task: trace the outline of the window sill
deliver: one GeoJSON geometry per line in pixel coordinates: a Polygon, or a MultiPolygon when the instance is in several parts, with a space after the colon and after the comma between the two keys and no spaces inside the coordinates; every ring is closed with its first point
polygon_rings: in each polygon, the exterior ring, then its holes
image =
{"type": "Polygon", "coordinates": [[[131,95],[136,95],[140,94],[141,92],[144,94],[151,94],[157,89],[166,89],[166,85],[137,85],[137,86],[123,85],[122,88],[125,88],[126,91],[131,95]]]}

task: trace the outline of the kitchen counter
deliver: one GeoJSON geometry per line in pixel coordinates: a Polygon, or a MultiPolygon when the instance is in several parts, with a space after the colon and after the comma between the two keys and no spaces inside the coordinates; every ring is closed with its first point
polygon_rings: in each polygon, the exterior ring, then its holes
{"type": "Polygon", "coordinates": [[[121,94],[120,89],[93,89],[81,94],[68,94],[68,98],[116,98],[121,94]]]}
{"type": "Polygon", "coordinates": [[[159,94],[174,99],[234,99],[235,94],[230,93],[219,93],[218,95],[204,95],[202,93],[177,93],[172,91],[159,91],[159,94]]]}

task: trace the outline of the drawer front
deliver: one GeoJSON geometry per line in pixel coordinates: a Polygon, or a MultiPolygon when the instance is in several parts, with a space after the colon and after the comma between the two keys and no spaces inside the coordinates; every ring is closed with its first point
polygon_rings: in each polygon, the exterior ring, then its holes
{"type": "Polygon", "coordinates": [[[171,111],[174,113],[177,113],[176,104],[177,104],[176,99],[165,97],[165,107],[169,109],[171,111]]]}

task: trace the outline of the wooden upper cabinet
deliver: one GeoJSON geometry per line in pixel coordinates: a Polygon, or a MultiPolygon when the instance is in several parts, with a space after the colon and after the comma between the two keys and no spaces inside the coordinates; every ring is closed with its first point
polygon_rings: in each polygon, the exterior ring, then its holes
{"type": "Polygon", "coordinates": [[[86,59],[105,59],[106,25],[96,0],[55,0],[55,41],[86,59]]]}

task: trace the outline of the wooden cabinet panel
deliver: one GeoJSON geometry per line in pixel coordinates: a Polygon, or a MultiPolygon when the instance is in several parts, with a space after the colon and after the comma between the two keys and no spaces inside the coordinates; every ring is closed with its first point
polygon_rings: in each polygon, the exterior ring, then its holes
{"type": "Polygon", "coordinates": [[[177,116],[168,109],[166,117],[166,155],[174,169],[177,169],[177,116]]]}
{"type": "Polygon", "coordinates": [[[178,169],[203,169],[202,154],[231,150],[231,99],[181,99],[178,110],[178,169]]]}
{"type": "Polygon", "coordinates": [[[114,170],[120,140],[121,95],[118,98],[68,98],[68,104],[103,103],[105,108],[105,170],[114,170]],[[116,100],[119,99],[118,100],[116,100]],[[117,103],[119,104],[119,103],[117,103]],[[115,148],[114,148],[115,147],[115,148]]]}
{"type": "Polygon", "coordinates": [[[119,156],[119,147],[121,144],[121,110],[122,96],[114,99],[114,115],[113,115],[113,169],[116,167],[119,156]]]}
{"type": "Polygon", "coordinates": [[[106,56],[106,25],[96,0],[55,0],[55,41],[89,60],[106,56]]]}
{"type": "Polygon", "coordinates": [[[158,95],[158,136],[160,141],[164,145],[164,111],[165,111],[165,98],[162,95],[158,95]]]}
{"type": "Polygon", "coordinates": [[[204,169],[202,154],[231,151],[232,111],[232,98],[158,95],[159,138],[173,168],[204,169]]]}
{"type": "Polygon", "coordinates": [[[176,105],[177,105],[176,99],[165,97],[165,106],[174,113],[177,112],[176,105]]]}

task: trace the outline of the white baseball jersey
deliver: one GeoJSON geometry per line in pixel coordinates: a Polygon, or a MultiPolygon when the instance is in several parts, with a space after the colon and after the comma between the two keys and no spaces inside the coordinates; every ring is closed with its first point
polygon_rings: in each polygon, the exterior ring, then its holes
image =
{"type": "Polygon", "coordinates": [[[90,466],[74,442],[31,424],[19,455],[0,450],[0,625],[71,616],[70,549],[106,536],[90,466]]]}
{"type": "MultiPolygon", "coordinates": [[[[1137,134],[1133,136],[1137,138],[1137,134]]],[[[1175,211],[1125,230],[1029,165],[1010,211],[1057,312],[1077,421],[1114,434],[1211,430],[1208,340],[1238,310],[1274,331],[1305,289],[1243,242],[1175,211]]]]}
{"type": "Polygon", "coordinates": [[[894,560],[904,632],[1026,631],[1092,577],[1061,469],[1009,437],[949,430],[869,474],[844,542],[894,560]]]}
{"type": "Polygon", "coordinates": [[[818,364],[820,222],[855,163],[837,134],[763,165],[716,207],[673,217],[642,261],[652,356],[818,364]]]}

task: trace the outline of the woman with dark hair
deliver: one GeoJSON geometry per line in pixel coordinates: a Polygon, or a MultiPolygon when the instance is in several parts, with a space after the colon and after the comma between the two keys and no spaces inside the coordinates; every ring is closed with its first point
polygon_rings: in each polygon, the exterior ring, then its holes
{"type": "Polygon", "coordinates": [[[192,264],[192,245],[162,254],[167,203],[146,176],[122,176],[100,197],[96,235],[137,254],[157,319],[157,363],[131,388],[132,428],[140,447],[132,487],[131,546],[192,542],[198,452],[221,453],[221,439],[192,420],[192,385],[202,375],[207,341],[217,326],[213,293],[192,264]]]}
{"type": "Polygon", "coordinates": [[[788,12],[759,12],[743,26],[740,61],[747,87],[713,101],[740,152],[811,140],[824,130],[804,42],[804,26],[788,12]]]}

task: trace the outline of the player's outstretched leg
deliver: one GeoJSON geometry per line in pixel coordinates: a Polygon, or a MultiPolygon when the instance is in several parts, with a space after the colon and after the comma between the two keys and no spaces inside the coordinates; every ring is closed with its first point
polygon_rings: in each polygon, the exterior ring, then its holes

|---|

**The request**:
Turn every line of the entries above into a numbered list, leaving out the blank lines.

**Exercise response**:
1. task: trace the outline of the window sill
2. deliver: one GeoJSON geometry per line in pixel coordinates: a Polygon, or a MultiPolygon when the instance is in several parts, with a space after the colon and after the comma between the two keys and no spaces inside the coordinates; every ring is closed with its first point
3. polygon_rings: in each polygon, the exterior ring, then its holes
4. image =
5. {"type": "Polygon", "coordinates": [[[131,95],[136,95],[140,94],[141,92],[144,94],[151,94],[157,89],[166,89],[166,85],[137,85],[137,86],[123,85],[122,88],[125,88],[126,91],[131,95]]]}
6. task: trace the outline of the kitchen counter
7. deliver: one GeoJSON geometry per line in pixel coordinates: a Polygon, or a MultiPolygon when the instance is in several parts, with a space after the colon and after the comma between the two keys and no spaces inside the coordinates; every ring is closed with its first point
8. polygon_rings: in each polygon, the exterior ring, then its holes
9. {"type": "Polygon", "coordinates": [[[121,94],[120,89],[93,89],[81,94],[68,94],[68,98],[116,98],[121,94]]]}
10. {"type": "Polygon", "coordinates": [[[159,94],[174,99],[234,99],[235,94],[230,93],[219,93],[218,95],[204,95],[202,93],[177,93],[172,91],[159,91],[159,94]]]}
11. task: trace the outline of the drawer front
12. deliver: one GeoJSON geometry per line in pixel coordinates: a Polygon, or a MultiPolygon when the instance is in several parts, with a space after the colon and after the comma between the two keys and no spaces inside the coordinates; every ring is closed with its first point
13. polygon_rings: in each polygon, the exterior ring, then its holes
14. {"type": "Polygon", "coordinates": [[[171,111],[174,113],[177,113],[176,104],[177,104],[176,99],[165,97],[165,107],[169,109],[171,111]]]}
15. task: trace the outline of the wooden upper cabinet
16. deliver: one GeoJSON geometry per line in pixel coordinates: a Polygon, or a MultiPolygon when the instance is in several parts, with a space after the colon and after the comma between the two keys and no spaces inside the coordinates; every ring is closed with its first point
17. polygon_rings: in each polygon, the exterior ring, then its holes
18. {"type": "Polygon", "coordinates": [[[86,59],[105,59],[106,25],[96,0],[55,0],[55,41],[86,59]]]}
19. task: trace the outline of the wooden cabinet panel
20. deliver: one GeoJSON geometry per line in pixel coordinates: a Polygon, or a MultiPolygon when the instance is in several parts, with a space after the colon and after the comma between the two keys and no spaces inside the coordinates; every ring is closed with its first point
21. polygon_rings: in each polygon, the exterior ring, then its holes
22. {"type": "Polygon", "coordinates": [[[177,116],[168,109],[166,117],[166,155],[174,169],[177,169],[177,116]]]}
23. {"type": "Polygon", "coordinates": [[[178,169],[203,169],[202,154],[231,150],[231,99],[181,99],[178,110],[178,169]]]}
24. {"type": "Polygon", "coordinates": [[[114,170],[120,140],[121,95],[118,98],[68,98],[68,104],[103,103],[105,108],[105,170],[114,170]],[[116,100],[119,99],[118,100],[116,100]],[[117,103],[119,104],[119,103],[117,103]],[[115,148],[114,148],[115,147],[115,148]]]}
25. {"type": "Polygon", "coordinates": [[[119,156],[119,147],[121,144],[121,110],[122,96],[114,99],[114,115],[113,115],[113,169],[116,167],[119,156]]]}
26. {"type": "Polygon", "coordinates": [[[106,56],[106,25],[96,0],[55,0],[55,41],[89,60],[106,56]]]}
27. {"type": "Polygon", "coordinates": [[[158,95],[158,136],[160,141],[164,145],[164,111],[165,111],[165,98],[162,95],[158,95]]]}
28. {"type": "Polygon", "coordinates": [[[204,169],[202,154],[231,151],[232,111],[232,98],[158,95],[159,138],[173,168],[204,169]]]}
29. {"type": "Polygon", "coordinates": [[[176,105],[177,105],[176,99],[165,97],[165,106],[174,113],[177,112],[176,105]]]}
30. task: trace the outline of the white baseball jersey
31. deliver: one GeoJSON geometry per line in pixel coordinates: a Polygon, or a MultiPolygon when the instance is in several parts, with a space after the colon and after the comma between the two keys and no spaces inside the coordinates; every ring is closed with its first point
32. polygon_rings: in each polygon, the exterior ring, then its holes
33. image =
34. {"type": "Polygon", "coordinates": [[[90,466],[74,442],[31,424],[19,455],[0,450],[0,625],[71,616],[70,549],[106,536],[90,466]]]}
35. {"type": "MultiPolygon", "coordinates": [[[[1137,134],[1133,136],[1137,138],[1137,134]]],[[[1175,211],[1125,230],[1029,165],[1010,211],[1057,312],[1077,421],[1114,434],[1211,430],[1208,340],[1238,310],[1274,331],[1305,289],[1243,242],[1175,211]]]]}
36. {"type": "Polygon", "coordinates": [[[894,560],[904,632],[1026,631],[1092,577],[1061,469],[1009,437],[949,430],[869,474],[844,542],[894,560]]]}
37. {"type": "Polygon", "coordinates": [[[818,364],[820,222],[855,163],[837,134],[763,165],[716,207],[673,217],[642,261],[652,356],[818,364]]]}
38. task: trace the outline of the woman with dark hair
39. deliver: one GeoJSON geometry per line in pixel coordinates: a Polygon, or a MultiPolygon when the instance is in several parts, with a space after the colon and after the comma between the two keys and no spaces inside the coordinates; every ring is closed with its first point
40. polygon_rings: in each polygon, the exterior ring, then its holes
41. {"type": "Polygon", "coordinates": [[[192,264],[192,245],[162,254],[167,203],[146,176],[122,176],[100,197],[96,235],[137,254],[157,319],[157,363],[131,388],[132,428],[140,447],[132,487],[131,546],[192,542],[198,452],[221,453],[221,439],[192,420],[192,385],[202,375],[207,341],[217,326],[213,293],[192,264]]]}
42. {"type": "Polygon", "coordinates": [[[788,12],[759,12],[743,26],[740,61],[747,87],[713,101],[740,152],[811,140],[824,130],[804,42],[804,26],[788,12]]]}
43. task: trace the outline of the player's outstretched leg
44. deliver: one GeoJSON geometry per line in pixel coordinates: a Polygon, or a MultiPolygon when the instance is in several parts, with a space after the colon and after the comma between the two keys and no spaces inside the coordinates; every ring is closed with its first point
45. polygon_rings: in each polygon, the exterior ring, then its holes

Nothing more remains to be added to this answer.